What you have to do — Set out the lines below as a numbered list, omitting any blank lines.

Information given —
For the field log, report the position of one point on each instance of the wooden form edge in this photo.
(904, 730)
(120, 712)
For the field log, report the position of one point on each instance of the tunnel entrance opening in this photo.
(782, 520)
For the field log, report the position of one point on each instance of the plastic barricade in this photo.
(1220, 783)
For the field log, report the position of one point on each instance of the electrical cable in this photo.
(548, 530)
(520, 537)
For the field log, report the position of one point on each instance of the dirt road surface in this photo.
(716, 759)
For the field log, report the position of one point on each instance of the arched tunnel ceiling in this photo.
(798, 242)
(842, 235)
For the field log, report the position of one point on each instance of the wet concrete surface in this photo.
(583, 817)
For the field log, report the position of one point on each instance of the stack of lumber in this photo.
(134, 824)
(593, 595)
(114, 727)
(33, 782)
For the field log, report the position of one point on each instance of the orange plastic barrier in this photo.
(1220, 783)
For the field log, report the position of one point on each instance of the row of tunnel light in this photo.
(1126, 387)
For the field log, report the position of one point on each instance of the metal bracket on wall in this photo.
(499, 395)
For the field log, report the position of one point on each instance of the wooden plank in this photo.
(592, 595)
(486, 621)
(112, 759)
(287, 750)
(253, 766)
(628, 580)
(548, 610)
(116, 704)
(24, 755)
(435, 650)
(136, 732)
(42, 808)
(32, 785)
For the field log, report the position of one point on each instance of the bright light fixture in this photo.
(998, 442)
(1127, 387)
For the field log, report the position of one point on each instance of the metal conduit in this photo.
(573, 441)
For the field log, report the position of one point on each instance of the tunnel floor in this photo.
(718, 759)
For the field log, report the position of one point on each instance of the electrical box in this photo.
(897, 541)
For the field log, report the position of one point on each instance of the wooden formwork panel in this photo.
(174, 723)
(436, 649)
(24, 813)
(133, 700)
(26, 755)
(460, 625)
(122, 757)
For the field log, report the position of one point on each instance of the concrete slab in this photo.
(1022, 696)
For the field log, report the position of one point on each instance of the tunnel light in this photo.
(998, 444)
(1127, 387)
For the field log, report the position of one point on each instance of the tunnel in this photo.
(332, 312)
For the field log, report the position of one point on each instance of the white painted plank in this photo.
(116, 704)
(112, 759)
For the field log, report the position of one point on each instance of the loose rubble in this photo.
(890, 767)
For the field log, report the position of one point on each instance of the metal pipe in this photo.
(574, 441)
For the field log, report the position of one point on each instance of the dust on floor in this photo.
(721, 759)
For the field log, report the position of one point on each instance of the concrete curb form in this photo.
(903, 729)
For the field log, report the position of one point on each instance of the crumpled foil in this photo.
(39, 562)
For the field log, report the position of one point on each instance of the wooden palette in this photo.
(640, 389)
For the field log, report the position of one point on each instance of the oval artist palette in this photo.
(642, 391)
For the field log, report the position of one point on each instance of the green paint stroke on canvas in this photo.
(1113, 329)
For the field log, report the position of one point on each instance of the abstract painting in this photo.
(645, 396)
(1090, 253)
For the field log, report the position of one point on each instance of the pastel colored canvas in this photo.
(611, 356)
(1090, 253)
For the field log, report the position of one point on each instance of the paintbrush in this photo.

Exercise solution —
1. For the field log, report the position of one point on each instance of the wooden form edge in this photo.
2. (904, 730)
3. (120, 712)
4. For the field log, report the position of one point on each instance of the tunnel entrance opening in this photo.
5. (782, 520)
6. For the field log, report the position of one point on each instance of the plastic barricade in this photo.
7. (1220, 783)
8. For the field log, report the position of one point on each instance of the electrical cable in this photo.
9. (548, 530)
10. (520, 537)
11. For the field log, report the position of one point on each instance of the dirt road surface in this photo.
12. (716, 759)
13. For the field log, report the position of one point on each instance of the arched tunnel ceiling in this photo.
14. (798, 242)
15. (842, 235)
16. For the field log, report the position of one point on each instance of the wet concrete surface in this photo.
17. (583, 817)
18. For the field log, report the position of one point on each instance of the stack of lumber in this photo.
19. (134, 824)
20. (593, 595)
21. (114, 727)
22. (33, 782)
23. For the field log, report the position of one point on each instance of the orange plastic barrier in this photo.
24. (1220, 783)
25. For the field log, report the position of one point on each instance of the row of tunnel light in this photo.
26. (1126, 387)
27. For the field log, report the position of one point on each instance of the metal bracket on wall in this photo.
28. (499, 395)
29. For the field log, report the position of one point on each instance of the wooden plank in this photo.
30. (592, 595)
31. (486, 621)
32. (112, 759)
33. (287, 750)
34. (253, 766)
35. (628, 580)
36. (548, 610)
37. (116, 704)
38. (24, 755)
39. (435, 650)
40. (136, 732)
41. (42, 808)
42. (32, 785)
43. For the field log, report the position of one point on each instance of the bright light fixture in this photo.
44. (998, 442)
45. (1127, 387)
46. For the field log, report the position of one point on each instance of the metal conduit in this photo.
47. (573, 441)
48. For the field log, report the position of one point on each instance of the tunnel floor in this photo.
49. (718, 759)
50. For the field log, report the position of one point on each instance of the electrical box in this photo.
51. (897, 541)
52. For the field log, report the position of one point on each instance of the wooden formwork panel in this photo.
53. (174, 723)
54. (436, 649)
55. (24, 813)
56. (133, 700)
57. (26, 755)
58. (460, 625)
59. (122, 757)
60. For the field log, report the position of one point on each instance of the concrete slab in this photo.
61. (1022, 696)
62. For the field log, report the position of one point on each instance of the tunnel light in this photo.
63. (998, 444)
64. (1127, 387)
65. For the field log, report the position of one point on each instance of the tunnel in this photo.
66. (332, 312)
67. For the field log, report the position of one point on each instance of the white painted plank in this photo.
68. (116, 704)
69. (112, 759)
70. For the field log, report the position of one point on each instance of the loose rubble in this photo.
71. (890, 767)
72. For the field log, report the position of one point on each instance of the metal pipe in this photo.
73. (574, 441)
74. For the field log, report the position of one point on each instance of the dust on floor in this photo.
75. (721, 759)
76. For the field log, report the position of one point on each instance of the concrete curb form in this photo.
77. (903, 729)
78. For the field log, report the position of one point on each instance of the crumpled foil in this photo.
79. (39, 562)
80. For the field log, report the position of one point on each instance of the wooden palette in this photo.
81. (640, 389)
82. For the field log, report the position of one point on each instance of the oval artist palette in this photo.
83. (642, 391)
84. For the field log, report the position of one point on each instance of the green paint stroke on canvas in this photo.
85. (1113, 329)
86. For the field log, report the position of one point on each instance of the abstract painting in this photo.
87. (645, 396)
88. (1090, 253)
89. For the field log, report the position of one point on each instance of the pastel colored canvas in this photo.
90. (611, 356)
91. (1090, 253)
92. For the field log, report the position of one point on each instance of the paintbrush in this photo.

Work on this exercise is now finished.